Exercise description: Any image found in the entries is to be skipped; the rest is returned word for word.

Image point grounding data
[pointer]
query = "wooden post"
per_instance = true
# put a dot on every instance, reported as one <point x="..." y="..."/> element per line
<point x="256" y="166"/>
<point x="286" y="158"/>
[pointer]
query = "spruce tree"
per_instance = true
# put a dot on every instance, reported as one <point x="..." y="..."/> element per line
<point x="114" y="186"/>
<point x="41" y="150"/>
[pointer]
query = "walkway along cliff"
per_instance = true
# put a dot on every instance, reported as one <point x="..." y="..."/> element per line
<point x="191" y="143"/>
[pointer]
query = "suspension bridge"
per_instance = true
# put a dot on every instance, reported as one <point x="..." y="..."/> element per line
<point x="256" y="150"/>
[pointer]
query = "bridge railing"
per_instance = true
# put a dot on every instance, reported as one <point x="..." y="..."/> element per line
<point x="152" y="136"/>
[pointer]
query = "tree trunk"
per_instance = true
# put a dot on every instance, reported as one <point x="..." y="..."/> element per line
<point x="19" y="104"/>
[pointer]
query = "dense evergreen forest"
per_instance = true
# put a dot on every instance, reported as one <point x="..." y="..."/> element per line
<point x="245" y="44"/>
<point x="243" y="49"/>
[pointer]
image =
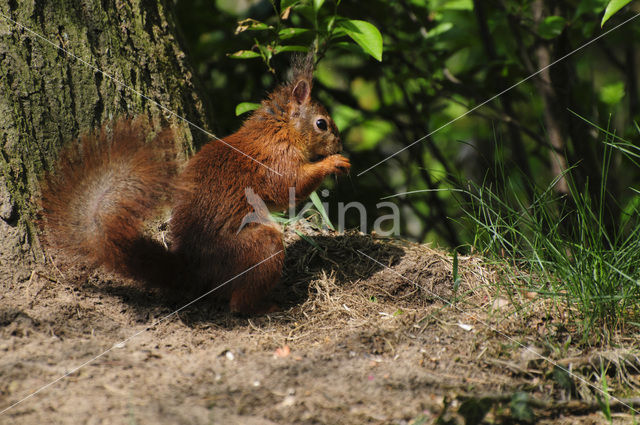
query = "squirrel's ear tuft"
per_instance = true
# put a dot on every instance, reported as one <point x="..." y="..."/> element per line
<point x="302" y="77"/>
<point x="302" y="66"/>
<point x="301" y="92"/>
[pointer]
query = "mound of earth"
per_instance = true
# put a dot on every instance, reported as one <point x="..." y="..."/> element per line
<point x="372" y="331"/>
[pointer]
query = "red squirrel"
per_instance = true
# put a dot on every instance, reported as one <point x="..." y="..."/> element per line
<point x="107" y="185"/>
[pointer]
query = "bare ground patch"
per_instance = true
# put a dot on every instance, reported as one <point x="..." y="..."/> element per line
<point x="357" y="342"/>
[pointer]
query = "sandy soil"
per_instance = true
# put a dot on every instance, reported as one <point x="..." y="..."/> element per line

Answer section:
[pointer]
query = "wooden post"
per_instance = true
# put a dot on every instance, reported as one <point x="..." y="..."/> element per line
<point x="256" y="166"/>
<point x="286" y="158"/>
[pointer]
query = "spruce tree"
per_instance = true
# put a dot on every instance, reported as one <point x="..." y="..."/> element per line
<point x="114" y="186"/>
<point x="41" y="150"/>
[pointer]
query = "walkway along cliff"
per_instance = true
# put a dot on every instance, reported as one <point x="..." y="..."/> element per line
<point x="191" y="143"/>
[pointer]
query = "suspension bridge"
per_instance = true
# put a dot on every instance, reported as one <point x="..." y="..."/> element per line
<point x="256" y="150"/>
[pointer]
query = "bridge railing"
per_instance = true
# put a dot on every instance, reported as one <point x="..." y="..."/> element per line
<point x="152" y="136"/>
[pointer]
query = "tree trunk"
per_instance = true
# put a dot on every instance, reported as one <point x="..." y="..."/> element per line
<point x="19" y="104"/>
[pointer]
query = "dense evergreen forest"
per_instance = true
# put a dot on every instance, reported as one <point x="..." y="..."/> element per line
<point x="245" y="44"/>
<point x="243" y="49"/>
[pointer]
image =
query = "squirrel's ear tuft"
per_instance = true
# put a dot on every instance, reported as one <point x="..." y="..."/> element per line
<point x="302" y="77"/>
<point x="302" y="66"/>
<point x="301" y="92"/>
[pointer]
query = "mound of earth"
per_instance = true
# put a dot on every instance, reported as one <point x="..." y="..."/> element per line
<point x="372" y="331"/>
[pointer]
query = "red squirrel"
per_instance = true
# put a dot on every instance, reported as one <point x="..." y="..."/> element per line
<point x="107" y="185"/>
[pointer]
query = "bare ground patch"
per_instance = true
# put a dot on every instance, reported as one <point x="..." y="..."/> element per line
<point x="357" y="342"/>
[pointer]
query = "sandy soil"
per_instance = true
# put a dot on every instance, reported as one <point x="..." y="..."/> element per line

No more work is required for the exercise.